** ARTIGO **
+++++

RELIGIÕES
Assados
e refogados
Por Jorge Messias
Correu o pano sobre a primeira parte do mistério pascal «As liberdades e a Concordata». Acontecimento banal que nem notícia chega a ser. As leituras dos jornais baralham e confundem. Tudo é e não é. E o grande espectáculo continua. O que não deixa de ser curioso é verificar-se de que modo os fantasmas dos bem-aventurados frades beneditinos continuam a cruzar os longos corredores do Convento de S. Bento da Saúde.
No debate sobre as
liberdades religiosas e a concordata, a tradicional capacidade
oratória de muitos dos contemporâneos tribunos do povo
revelou-se intacta. Tal como aconteceu, afinal, nos grandes e
saudosos tempos da Duma czarista, da falhada Sociedade das
Nações ou das palavrosas cortes monárquicas. Falar sem nada
dizer, eis o segredo. Gastar o tempo com elegantes construções
dialécticas, mas saber calar. A prática continua a resultar.

+++++

** DADOS REGISTADOS **
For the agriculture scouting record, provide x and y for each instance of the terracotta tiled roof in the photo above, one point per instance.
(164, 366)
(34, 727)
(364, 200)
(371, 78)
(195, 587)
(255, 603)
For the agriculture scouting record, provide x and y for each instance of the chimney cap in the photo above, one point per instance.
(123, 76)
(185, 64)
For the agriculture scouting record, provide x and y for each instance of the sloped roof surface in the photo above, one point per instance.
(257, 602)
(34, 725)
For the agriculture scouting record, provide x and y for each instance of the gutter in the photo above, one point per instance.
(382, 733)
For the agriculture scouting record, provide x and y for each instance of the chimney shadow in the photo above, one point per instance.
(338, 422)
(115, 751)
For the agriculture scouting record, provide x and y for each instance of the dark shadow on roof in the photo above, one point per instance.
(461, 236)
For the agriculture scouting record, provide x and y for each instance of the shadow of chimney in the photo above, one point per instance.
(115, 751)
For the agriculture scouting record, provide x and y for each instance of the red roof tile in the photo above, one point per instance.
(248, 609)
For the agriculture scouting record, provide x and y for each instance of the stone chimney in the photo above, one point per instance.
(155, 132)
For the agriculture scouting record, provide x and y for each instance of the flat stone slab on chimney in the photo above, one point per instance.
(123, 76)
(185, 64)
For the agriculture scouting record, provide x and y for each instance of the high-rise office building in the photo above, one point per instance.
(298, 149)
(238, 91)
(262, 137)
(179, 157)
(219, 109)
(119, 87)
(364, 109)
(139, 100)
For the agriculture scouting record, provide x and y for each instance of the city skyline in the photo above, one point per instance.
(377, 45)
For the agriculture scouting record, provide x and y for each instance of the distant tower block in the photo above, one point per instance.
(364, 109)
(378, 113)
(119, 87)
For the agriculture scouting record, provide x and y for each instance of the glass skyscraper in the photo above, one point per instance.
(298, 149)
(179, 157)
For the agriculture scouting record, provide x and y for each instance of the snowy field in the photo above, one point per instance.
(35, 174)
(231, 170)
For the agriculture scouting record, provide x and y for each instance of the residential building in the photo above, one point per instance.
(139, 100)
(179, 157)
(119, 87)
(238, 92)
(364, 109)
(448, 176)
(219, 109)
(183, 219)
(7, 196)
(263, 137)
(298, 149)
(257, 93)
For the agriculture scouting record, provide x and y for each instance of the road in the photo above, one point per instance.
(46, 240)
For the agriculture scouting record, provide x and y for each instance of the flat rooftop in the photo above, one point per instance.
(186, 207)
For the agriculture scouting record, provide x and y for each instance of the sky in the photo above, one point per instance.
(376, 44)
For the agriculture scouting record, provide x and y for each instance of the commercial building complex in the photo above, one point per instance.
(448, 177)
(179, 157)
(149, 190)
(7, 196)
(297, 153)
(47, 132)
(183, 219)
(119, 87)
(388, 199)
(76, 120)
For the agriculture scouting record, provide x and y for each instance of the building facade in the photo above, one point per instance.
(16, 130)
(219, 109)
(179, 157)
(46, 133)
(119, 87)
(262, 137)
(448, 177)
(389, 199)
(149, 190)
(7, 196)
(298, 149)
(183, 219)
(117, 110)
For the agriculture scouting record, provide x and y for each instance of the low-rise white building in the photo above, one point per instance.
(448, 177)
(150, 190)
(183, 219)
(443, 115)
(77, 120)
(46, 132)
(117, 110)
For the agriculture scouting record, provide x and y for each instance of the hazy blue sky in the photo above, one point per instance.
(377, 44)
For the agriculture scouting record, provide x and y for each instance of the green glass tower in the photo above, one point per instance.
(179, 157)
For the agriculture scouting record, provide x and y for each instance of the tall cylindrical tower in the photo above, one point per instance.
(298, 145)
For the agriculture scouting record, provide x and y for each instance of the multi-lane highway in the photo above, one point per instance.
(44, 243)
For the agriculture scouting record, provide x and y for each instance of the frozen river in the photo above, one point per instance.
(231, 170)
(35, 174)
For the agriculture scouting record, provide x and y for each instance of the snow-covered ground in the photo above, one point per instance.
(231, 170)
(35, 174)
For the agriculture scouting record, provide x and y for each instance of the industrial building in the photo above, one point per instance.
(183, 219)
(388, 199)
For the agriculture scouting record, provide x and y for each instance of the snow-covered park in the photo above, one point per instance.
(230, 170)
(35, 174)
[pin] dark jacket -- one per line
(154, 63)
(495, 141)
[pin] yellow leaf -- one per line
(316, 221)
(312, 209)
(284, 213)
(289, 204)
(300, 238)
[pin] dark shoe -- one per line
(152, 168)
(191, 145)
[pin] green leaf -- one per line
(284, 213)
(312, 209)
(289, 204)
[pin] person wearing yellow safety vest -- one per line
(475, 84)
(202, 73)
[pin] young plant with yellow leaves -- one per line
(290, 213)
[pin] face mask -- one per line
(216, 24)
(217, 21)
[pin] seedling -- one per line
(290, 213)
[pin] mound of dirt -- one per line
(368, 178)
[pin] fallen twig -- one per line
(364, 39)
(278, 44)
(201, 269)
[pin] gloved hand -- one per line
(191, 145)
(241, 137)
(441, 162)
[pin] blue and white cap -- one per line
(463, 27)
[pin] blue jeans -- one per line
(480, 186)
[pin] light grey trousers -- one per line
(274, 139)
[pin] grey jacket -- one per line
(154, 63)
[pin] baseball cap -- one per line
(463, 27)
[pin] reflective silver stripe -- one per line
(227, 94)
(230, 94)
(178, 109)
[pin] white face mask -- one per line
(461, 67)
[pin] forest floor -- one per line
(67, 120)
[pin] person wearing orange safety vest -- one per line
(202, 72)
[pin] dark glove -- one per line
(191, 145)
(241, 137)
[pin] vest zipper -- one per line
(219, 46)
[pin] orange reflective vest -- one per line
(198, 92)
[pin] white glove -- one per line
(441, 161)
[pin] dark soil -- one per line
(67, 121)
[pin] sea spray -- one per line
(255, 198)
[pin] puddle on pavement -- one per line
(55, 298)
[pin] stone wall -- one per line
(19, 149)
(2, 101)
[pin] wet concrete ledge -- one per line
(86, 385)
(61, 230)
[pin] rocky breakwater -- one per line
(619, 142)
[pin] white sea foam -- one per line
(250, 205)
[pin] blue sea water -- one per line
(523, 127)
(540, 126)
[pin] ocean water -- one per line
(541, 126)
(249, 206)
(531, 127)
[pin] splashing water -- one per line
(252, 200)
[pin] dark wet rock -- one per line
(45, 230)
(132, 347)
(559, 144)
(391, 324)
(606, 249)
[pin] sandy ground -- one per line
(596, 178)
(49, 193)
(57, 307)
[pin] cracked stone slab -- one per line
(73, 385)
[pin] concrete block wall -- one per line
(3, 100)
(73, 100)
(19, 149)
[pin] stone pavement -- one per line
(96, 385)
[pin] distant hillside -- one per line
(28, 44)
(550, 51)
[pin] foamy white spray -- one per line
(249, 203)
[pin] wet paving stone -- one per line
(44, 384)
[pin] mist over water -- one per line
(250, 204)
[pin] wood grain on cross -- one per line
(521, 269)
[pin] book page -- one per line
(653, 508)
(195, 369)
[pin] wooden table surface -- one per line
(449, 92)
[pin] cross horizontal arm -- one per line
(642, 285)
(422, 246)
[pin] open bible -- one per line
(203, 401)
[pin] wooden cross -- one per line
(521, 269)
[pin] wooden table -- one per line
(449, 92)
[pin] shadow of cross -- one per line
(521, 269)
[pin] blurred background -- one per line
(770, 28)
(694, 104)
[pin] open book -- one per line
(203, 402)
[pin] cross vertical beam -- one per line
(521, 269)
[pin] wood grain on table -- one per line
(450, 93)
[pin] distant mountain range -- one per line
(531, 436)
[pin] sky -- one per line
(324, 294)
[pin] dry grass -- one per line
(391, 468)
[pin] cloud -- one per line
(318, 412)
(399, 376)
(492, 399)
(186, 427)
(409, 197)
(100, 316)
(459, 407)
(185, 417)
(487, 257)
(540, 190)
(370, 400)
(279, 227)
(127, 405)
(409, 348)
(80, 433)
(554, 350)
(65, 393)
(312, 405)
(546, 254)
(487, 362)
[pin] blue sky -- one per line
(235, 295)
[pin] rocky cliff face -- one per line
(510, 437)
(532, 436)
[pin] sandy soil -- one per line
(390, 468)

+++++

** TAREFAS PROPOSTAS **
A. Traduza para inglês, por favor, esta frase do artigo: «Falar sem nada dizer, eis o segredo.»
B. Prossiga o artigo sobre as liberdades religiosas e a Concordata a partir do ponto em que termina.
Os registos provêm de outra fonte.

** RESPOSTAS ÀS TAREFAS **
A. To speak without saying anything, that is the secret.

B.
Tal como no plano musical, a obra final alcança-se combinando os
sons e os silêncios. Só deste modo se ascende à beleza das
áreas e das oratórias que revelam a genialidade dos
compositores.
Neste caso, a nível político-musical, a metáfora é correcta.
Mas a imagem culinária também seria aceitável.
Os beneditinos eram excelentes teóricos e homens de acção. No templo ou na cozinha - «Ora et labora». Rezavam e agiam. Da capela seguiam para a horta do convento ou para junto dos gigantescos fornos capazes de assar a metade de um boi, de uma só vez. E tudo se passava ali, aos Olivais de S. Bento. Cheguemo-nos a essas cozinhas do velho mosteiro.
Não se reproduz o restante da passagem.